Do this:
Format the lines of all the records below as a JSON list of strings, one string per line, leaving out blank lines. Leave out the pictures.

Material shown:
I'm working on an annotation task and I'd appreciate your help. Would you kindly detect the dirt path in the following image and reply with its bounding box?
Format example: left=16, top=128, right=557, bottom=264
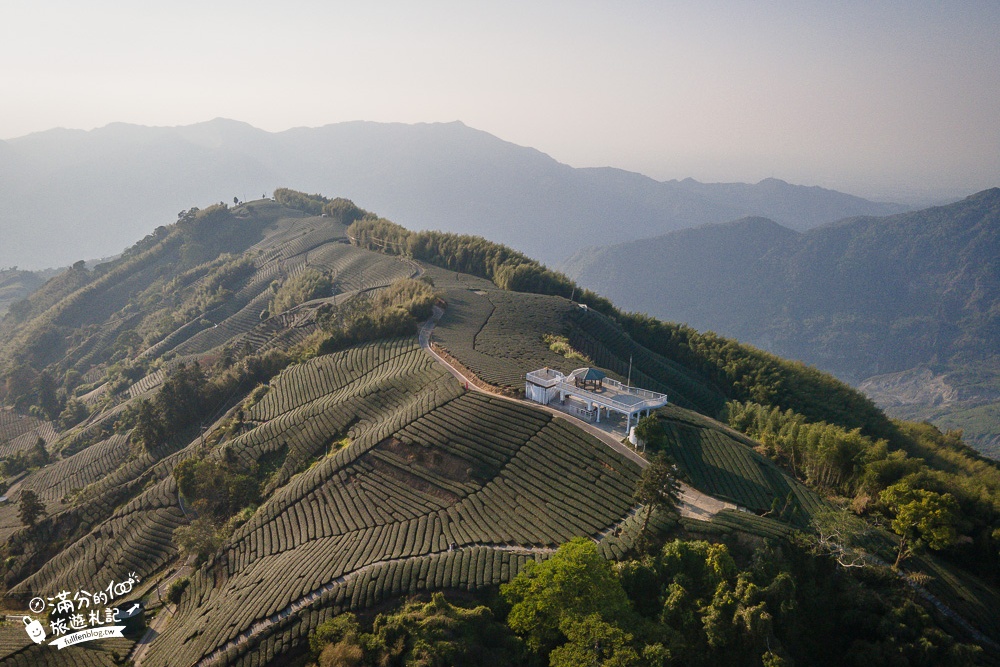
left=192, top=544, right=556, bottom=667
left=418, top=306, right=736, bottom=521
left=126, top=555, right=195, bottom=667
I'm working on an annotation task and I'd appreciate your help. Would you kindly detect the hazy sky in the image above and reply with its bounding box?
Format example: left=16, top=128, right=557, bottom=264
left=0, top=0, right=1000, bottom=201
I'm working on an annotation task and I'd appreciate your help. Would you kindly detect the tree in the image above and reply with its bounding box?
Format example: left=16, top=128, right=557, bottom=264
left=879, top=482, right=959, bottom=570
left=549, top=613, right=644, bottom=667
left=812, top=509, right=873, bottom=568
left=17, top=489, right=45, bottom=526
left=635, top=415, right=666, bottom=451
left=632, top=452, right=679, bottom=545
left=500, top=537, right=629, bottom=651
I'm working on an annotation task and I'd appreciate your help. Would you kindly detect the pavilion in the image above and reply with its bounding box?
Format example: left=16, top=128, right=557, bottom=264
left=524, top=368, right=667, bottom=431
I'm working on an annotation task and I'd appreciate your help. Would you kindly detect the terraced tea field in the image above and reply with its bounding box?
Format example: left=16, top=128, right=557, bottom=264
left=661, top=406, right=827, bottom=526
left=144, top=341, right=638, bottom=665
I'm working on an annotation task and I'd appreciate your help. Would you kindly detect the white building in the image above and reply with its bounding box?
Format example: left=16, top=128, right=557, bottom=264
left=524, top=368, right=667, bottom=432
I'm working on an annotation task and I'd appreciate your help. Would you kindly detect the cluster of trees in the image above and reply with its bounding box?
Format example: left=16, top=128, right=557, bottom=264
left=0, top=363, right=90, bottom=429
left=726, top=401, right=896, bottom=496
left=727, top=402, right=1000, bottom=580
left=348, top=209, right=893, bottom=444
left=302, top=538, right=981, bottom=667
left=127, top=362, right=220, bottom=451
left=274, top=188, right=372, bottom=225
left=309, top=593, right=525, bottom=667
left=0, top=437, right=49, bottom=477
left=268, top=268, right=333, bottom=315
left=173, top=457, right=261, bottom=559
left=314, top=278, right=439, bottom=354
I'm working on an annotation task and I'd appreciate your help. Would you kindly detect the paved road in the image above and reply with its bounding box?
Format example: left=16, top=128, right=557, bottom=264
left=417, top=306, right=736, bottom=521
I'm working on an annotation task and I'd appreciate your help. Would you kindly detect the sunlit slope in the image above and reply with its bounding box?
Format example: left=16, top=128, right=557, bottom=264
left=426, top=267, right=725, bottom=414
left=141, top=342, right=638, bottom=665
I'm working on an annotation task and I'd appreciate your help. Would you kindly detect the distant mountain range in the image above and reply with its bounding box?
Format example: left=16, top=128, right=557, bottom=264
left=562, top=188, right=1000, bottom=454
left=0, top=119, right=905, bottom=268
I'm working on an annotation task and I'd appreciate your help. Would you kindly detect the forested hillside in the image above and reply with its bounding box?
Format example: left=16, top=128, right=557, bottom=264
left=0, top=190, right=1000, bottom=666
left=565, top=189, right=1000, bottom=453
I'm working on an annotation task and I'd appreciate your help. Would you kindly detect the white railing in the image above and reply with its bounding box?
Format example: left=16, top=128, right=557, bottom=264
left=526, top=370, right=667, bottom=414
left=604, top=378, right=667, bottom=401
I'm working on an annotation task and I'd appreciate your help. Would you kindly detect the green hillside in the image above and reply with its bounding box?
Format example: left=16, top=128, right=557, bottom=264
left=0, top=190, right=1000, bottom=666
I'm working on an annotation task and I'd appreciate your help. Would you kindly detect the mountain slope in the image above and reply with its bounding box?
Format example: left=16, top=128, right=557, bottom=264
left=0, top=119, right=902, bottom=267
left=565, top=189, right=1000, bottom=454
left=0, top=196, right=1000, bottom=666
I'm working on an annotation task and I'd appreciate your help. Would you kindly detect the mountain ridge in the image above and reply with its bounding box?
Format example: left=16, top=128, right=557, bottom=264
left=562, top=188, right=1000, bottom=451
left=0, top=118, right=905, bottom=267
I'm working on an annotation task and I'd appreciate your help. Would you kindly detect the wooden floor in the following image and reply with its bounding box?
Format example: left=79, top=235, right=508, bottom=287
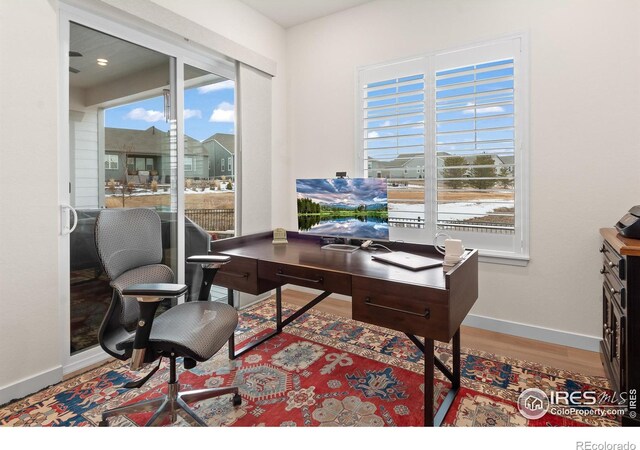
left=282, top=289, right=605, bottom=376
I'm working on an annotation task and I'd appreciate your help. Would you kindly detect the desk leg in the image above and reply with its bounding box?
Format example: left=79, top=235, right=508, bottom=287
left=451, top=328, right=460, bottom=390
left=227, top=288, right=236, bottom=359
left=276, top=286, right=282, bottom=333
left=424, top=339, right=435, bottom=427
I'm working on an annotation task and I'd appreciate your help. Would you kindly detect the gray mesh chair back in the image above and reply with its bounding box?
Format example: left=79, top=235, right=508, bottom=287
left=95, top=208, right=242, bottom=426
left=95, top=208, right=174, bottom=359
left=96, top=208, right=162, bottom=280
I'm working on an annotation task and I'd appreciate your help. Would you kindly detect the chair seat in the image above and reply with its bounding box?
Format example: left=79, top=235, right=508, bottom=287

Task output:
[
  "I'm working on an annotation task and I'd appreciate your help. Would you kindly detect the dirt path in the following image and reply with its bounding box?",
  "Format example: left=16, top=128, right=557, bottom=264",
  "left=192, top=544, right=556, bottom=667",
  "left=418, top=306, right=736, bottom=521",
  "left=126, top=555, right=195, bottom=667",
  "I'm working on an annotation task and I'd appreciate your help. Would you kindly detect the hazy sky in the image above and reply with its bounding box?",
  "Format example: left=16, top=128, right=557, bottom=264",
  "left=0, top=0, right=1000, bottom=201",
  "I'm working on an annotation task and I'd appreciate your help. Would you kindly detect the tree in the image above and reply with its bounding box?",
  "Format example: left=16, top=128, right=557, bottom=264",
  "left=879, top=482, right=959, bottom=570",
  "left=549, top=613, right=644, bottom=667",
  "left=812, top=509, right=873, bottom=568",
  "left=17, top=489, right=45, bottom=526",
  "left=635, top=415, right=666, bottom=451",
  "left=632, top=452, right=679, bottom=545",
  "left=500, top=537, right=629, bottom=651",
  "I'm working on an annotation task and I'd appreciate your help. Would you kindly detect the pavilion in the image above and reply with its bounding box?",
  "Format example: left=16, top=128, right=557, bottom=264",
  "left=524, top=368, right=667, bottom=431",
  "I'm working on an annotation task and I'd appreciate your help. Would you kindly detect the terraced tea field in the image above and reply with its bounding box?",
  "Format example: left=16, top=128, right=557, bottom=264",
  "left=661, top=406, right=827, bottom=526",
  "left=144, top=341, right=638, bottom=665",
  "I'm working on an annotation task and I'd appreciate your help. Would you kindly detect the white building in the image above and reply with its bounding box?",
  "Format example: left=16, top=128, right=557, bottom=264",
  "left=524, top=368, right=667, bottom=432",
  "I'm working on an annotation task and I'd appreciate your help. Would you kindly detect the cluster of trees in the image above and reply with its bounding box?",
  "Format example: left=16, top=128, right=557, bottom=264",
  "left=0, top=363, right=90, bottom=429",
  "left=726, top=401, right=896, bottom=496",
  "left=727, top=402, right=1000, bottom=580",
  "left=348, top=209, right=893, bottom=444",
  "left=302, top=538, right=981, bottom=667",
  "left=127, top=362, right=220, bottom=451",
  "left=274, top=188, right=372, bottom=225",
  "left=309, top=593, right=525, bottom=667",
  "left=0, top=437, right=49, bottom=477",
  "left=268, top=268, right=333, bottom=315",
  "left=173, top=457, right=261, bottom=559",
  "left=314, top=278, right=439, bottom=354",
  "I'm working on an annotation task and I'd appreciate your help. Would you kindly detect the paved road in the image above and reply with its bounding box?",
  "Format example: left=16, top=128, right=557, bottom=264",
  "left=417, top=306, right=736, bottom=521",
  "I'm working on an annotation task and I'd appreciate your help. Would you kindly detect the sunlit slope in the image above and reply with its bounding box?",
  "Format example: left=16, top=128, right=557, bottom=264",
  "left=426, top=267, right=725, bottom=414",
  "left=141, top=342, right=638, bottom=665",
  "I'm working on an annotation task and I'd appreciate your help. Would you kindly detect the distant mountain range in the image above and reply with its bounding box?",
  "Format example: left=16, top=128, right=557, bottom=264",
  "left=562, top=188, right=1000, bottom=454",
  "left=0, top=119, right=905, bottom=268",
  "I'm working on an annotation task and I'd appreciate your help. Would you kindly detect the forested hillside in the image above and reply with its bounding box?",
  "Format example: left=16, top=128, right=557, bottom=264",
  "left=0, top=190, right=1000, bottom=666",
  "left=565, top=189, right=1000, bottom=453",
  "I'm working on an annotation task and I'd appreciate your help. Would you kindly detect the white railing in the image above and reply with its bounding box?",
  "Format example: left=16, top=128, right=557, bottom=264",
  "left=526, top=370, right=667, bottom=414",
  "left=604, top=378, right=667, bottom=401",
  "I'm working on an annotation task and I'd appreciate your help. Would you kindly detect the green hillside in the image above and reply with its bounding box?",
  "Format example: left=16, top=128, right=557, bottom=264",
  "left=0, top=190, right=1000, bottom=666",
  "I'm working on an annotation task and I'd appreciate your help. Would you kindly detect the mountain slope in the image above and reply with its bounding box?",
  "Format example: left=16, top=128, right=557, bottom=264",
  "left=0, top=119, right=902, bottom=267",
  "left=565, top=189, right=1000, bottom=454",
  "left=0, top=196, right=1000, bottom=666",
  "I'm working on an annotation task and I'd appreciate your help. Would you kindly detect the mountain ridge in the image above and reply with its bounding box?",
  "Format example: left=16, top=128, right=557, bottom=264",
  "left=562, top=188, right=1000, bottom=451",
  "left=0, top=118, right=905, bottom=267",
  "I'm working on an annotation task and I'd appreciate your help. Would you kindly detect the wooden floor in the following image and reply with its bounding box?",
  "Format example: left=79, top=235, right=508, bottom=287",
  "left=282, top=289, right=605, bottom=376",
  "I'm working on an annotation task and I'd appreciate your help. Would you kindly detect the desk leg in the image above and reply with its bounding box?",
  "Format example: left=79, top=235, right=508, bottom=287",
  "left=451, top=328, right=460, bottom=390",
  "left=227, top=288, right=236, bottom=359",
  "left=276, top=286, right=282, bottom=333",
  "left=424, top=339, right=435, bottom=427",
  "I'm working on an annotation task and I'd appreciate your help. Would you kindly detect the gray mesh chair back in the image above and reply with its bounding box?",
  "Format example: left=79, top=235, right=508, bottom=287",
  "left=95, top=208, right=242, bottom=426",
  "left=95, top=208, right=174, bottom=359",
  "left=96, top=208, right=162, bottom=280",
  "I'm working on an annotation task and I'd appreciate your help. Would you kindly detect the chair seat in the image above and reply with its bounding box?",
  "Format example: left=79, top=235, right=508, bottom=287"
]